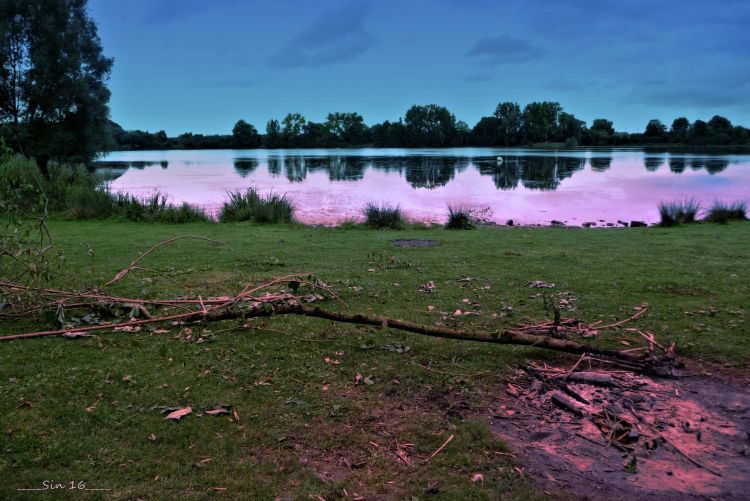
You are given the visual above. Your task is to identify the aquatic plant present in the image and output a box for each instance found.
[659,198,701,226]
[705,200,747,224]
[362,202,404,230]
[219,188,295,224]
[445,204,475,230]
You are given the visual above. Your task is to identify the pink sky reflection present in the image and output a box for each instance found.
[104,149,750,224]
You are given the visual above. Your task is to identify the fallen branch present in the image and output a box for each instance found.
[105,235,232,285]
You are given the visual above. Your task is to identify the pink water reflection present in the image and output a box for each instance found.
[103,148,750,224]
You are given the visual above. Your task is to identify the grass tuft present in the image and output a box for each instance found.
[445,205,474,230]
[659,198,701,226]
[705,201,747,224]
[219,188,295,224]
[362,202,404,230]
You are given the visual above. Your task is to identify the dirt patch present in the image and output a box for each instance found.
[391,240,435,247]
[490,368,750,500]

****************************************

● Stated problem
Rewrite all the lines above, requests included, adding 94 to every coordinate of the bounding boxes in the answers. Leave the pictures out.

● Output of the exercise
You are given the visual above. Your task is to identify the aquatic plant present in the image and output a box for each instance found.
[753,292,795,320]
[799,294,841,318]
[456,296,498,324]
[313,282,389,318]
[539,298,569,324]
You are given the visual above. Your task is to identify the pink sky reflection present in the image and output a box for each instance found.
[198,243,844,318]
You are given the visual above. Your task is to identify the fallen branch present in the image and output a box for each instance found.
[199,329,326,379]
You are given the visual above. Your task is to identify the pink water reflection present in the image and output a box for each instance found.
[197,242,844,318]
You are given the visual above. Your task is to identify the grass tuft present in the image and output a box for each instance found.
[539,299,568,324]
[753,292,795,320]
[799,295,841,318]
[313,282,389,318]
[456,296,498,324]
You are given the visual above. Your task is to identify the dirt patch present in the image and output a box for each instance found.
[485,334,529,341]
[584,462,844,594]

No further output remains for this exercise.